+++ Data shown

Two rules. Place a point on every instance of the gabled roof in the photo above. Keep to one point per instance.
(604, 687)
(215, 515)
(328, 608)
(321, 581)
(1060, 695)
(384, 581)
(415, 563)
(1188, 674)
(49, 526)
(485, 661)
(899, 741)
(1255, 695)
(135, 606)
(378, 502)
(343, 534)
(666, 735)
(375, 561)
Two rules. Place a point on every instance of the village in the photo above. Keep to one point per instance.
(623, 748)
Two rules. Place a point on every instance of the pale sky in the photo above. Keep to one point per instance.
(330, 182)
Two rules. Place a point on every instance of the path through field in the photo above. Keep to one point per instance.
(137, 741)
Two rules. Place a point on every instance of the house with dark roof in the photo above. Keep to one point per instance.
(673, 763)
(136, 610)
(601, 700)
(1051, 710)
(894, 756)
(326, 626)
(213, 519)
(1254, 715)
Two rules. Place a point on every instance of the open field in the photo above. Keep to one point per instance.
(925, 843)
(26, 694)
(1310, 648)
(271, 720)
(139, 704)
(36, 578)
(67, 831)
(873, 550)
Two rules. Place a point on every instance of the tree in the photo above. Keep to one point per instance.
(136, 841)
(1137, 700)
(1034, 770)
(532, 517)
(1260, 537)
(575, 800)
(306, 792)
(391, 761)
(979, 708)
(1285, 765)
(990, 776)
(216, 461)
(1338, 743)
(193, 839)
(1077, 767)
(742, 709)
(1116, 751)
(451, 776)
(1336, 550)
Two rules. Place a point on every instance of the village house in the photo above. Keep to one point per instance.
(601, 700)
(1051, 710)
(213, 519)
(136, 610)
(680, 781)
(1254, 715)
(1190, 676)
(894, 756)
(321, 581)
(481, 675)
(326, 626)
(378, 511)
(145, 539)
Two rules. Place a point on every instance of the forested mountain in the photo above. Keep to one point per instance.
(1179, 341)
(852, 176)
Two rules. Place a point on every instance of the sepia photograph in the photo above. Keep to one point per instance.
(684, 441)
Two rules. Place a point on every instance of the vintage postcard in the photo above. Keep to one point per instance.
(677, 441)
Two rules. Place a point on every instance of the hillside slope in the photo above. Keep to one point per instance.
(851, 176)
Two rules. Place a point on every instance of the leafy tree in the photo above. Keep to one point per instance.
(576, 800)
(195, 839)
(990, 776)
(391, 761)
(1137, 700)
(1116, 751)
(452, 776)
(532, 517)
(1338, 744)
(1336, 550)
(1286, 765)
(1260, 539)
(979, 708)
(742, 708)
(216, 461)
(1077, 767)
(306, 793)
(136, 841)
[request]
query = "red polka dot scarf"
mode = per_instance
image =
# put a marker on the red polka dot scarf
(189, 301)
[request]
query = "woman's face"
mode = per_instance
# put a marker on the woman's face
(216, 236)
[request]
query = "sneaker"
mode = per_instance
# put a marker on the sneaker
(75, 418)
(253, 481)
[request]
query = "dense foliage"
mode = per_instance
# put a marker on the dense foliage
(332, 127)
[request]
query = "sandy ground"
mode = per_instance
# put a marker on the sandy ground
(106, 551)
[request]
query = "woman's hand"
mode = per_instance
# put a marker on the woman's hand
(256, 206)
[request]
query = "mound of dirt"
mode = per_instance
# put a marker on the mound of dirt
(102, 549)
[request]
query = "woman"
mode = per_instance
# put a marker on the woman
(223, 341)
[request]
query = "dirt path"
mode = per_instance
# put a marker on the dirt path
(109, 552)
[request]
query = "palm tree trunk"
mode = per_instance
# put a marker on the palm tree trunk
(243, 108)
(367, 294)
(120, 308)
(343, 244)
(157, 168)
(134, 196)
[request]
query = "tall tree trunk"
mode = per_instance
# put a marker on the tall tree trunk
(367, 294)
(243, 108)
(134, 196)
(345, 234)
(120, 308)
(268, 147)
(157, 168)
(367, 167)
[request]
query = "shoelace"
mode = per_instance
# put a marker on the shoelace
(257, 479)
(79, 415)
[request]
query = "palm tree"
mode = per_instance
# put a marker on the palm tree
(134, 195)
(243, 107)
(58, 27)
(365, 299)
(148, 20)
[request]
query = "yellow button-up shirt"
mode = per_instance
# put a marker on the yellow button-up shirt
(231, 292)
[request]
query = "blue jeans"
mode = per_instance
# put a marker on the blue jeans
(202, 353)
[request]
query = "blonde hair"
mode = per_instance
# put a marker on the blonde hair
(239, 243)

++++++

The problem: Copy out each entry exactly, leaving nothing out.

Answer section:
Two rules. Place a point on every instance of the gabled roof in the photo above. Keep to one point per instance.
(604, 687)
(215, 515)
(328, 608)
(321, 581)
(1060, 695)
(384, 581)
(415, 563)
(1188, 674)
(49, 526)
(485, 661)
(899, 741)
(1255, 695)
(135, 606)
(378, 502)
(343, 534)
(666, 735)
(375, 561)
Two rules. Place a point on every instance of the village in the photo above. Keep to one point per instance.
(623, 748)
Two rules. Place a point on every instance of the pale sky in the photo above. Keep to one point per instance.
(330, 182)
Two rules. Place a point on every instance of the path through field in the photo above. Keep to one point per instance.
(137, 741)
Two rules. Place a point on every instance of the house with dark roof in the photo above. Keep to one point per instance.
(673, 763)
(136, 610)
(601, 700)
(1051, 710)
(894, 756)
(326, 626)
(213, 519)
(1254, 715)
Two rules. Place a point on every instance of the open field in the photo above. Keep to one point per instance.
(925, 843)
(26, 694)
(1310, 648)
(271, 720)
(139, 704)
(36, 578)
(67, 831)
(873, 550)
Two rules. Place a point on every instance of the tree in the photo above. Keep to one point per instance.
(136, 841)
(1137, 700)
(1034, 770)
(532, 517)
(1260, 537)
(575, 800)
(306, 792)
(391, 761)
(979, 708)
(1285, 765)
(990, 776)
(216, 461)
(1338, 743)
(193, 839)
(1077, 767)
(742, 709)
(1116, 751)
(451, 776)
(1336, 550)
Two rules. Place a point on every instance of the village house in the photo above. Keep to one point per instance.
(601, 700)
(1051, 710)
(213, 519)
(136, 610)
(680, 781)
(1254, 715)
(1190, 676)
(894, 756)
(321, 581)
(481, 675)
(326, 626)
(378, 511)
(145, 539)
Two rules. Place a point on every instance of the forested mountain in the photo above. Keep to one point per instance.
(1179, 341)
(852, 176)
Two rules. Place a point on every instance of the sepia photograph in the photo above. Keep to one point per instance.
(684, 441)
Two rules. Place a point on every instance of the vintage postcard in the photo above. Keep to one point per instance.
(677, 441)
Two rules. Place a point on every instance of the hillside slope in the photo above. Keep to one point per instance.
(851, 176)
Two rules. Place a point on every instance of the leafy tree in the photo above. Keep to one point per instance.
(576, 800)
(195, 839)
(990, 776)
(391, 761)
(1137, 700)
(1116, 751)
(452, 776)
(532, 517)
(1338, 744)
(1336, 550)
(1286, 765)
(1260, 539)
(979, 708)
(742, 708)
(216, 461)
(1077, 767)
(306, 793)
(136, 841)
[request]
query = "red polka dot scarf"
mode = per_instance
image =
# put a marker on the red polka dot scarf
(189, 301)
[request]
query = "woman's face"
mode = per_instance
# put a marker on the woman's face
(216, 236)
[request]
query = "sneaker"
mode = per_instance
# put a marker on the sneaker
(75, 418)
(253, 481)
[request]
query = "dense foliage"
mode = per_instance
# put a marker on the dense foliage
(332, 127)
[request]
query = "sandy ground"
mode = per_instance
# put a marker on the sandy ground
(106, 551)
[request]
query = "woman's hand"
mode = per_instance
# put a marker on the woman's hand
(256, 206)
[request]
query = "mound of dirt"
mode = per_instance
# put a marker on the mound of dirt
(102, 549)
[request]
query = "woman"
mode = per_instance
# put a marker on the woman
(223, 341)
[request]
query = "dirt path"
mode = per_instance
# put a marker on the dirt path
(109, 552)
[request]
query = "palm tree trunk"
mode = per_instance
# put a marker on the palm tree trunk
(243, 108)
(367, 294)
(120, 308)
(343, 244)
(157, 168)
(134, 196)
[request]
query = "tall tree trunk"
mode = per_instance
# put a marker on the tall tree trunk
(367, 294)
(243, 108)
(134, 196)
(345, 234)
(120, 308)
(268, 147)
(157, 168)
(367, 167)
[request]
query = "shoelace"
mode = per_instance
# put a marker on the shoelace
(257, 479)
(79, 415)
[request]
query = "palm tree"
mode = per_instance
# put a marker on the palm tree
(134, 195)
(243, 107)
(58, 27)
(365, 299)
(148, 20)
[request]
query = "yellow button-up shirt"
mode = per_instance
# put a marker on the yellow button-up shirt
(231, 292)
[request]
query = "blue jeans"
mode = per_instance
# put a marker on the blue jeans
(202, 353)
[request]
query = "blonde hair"
mode = per_instance
# put a marker on the blonde hair
(239, 243)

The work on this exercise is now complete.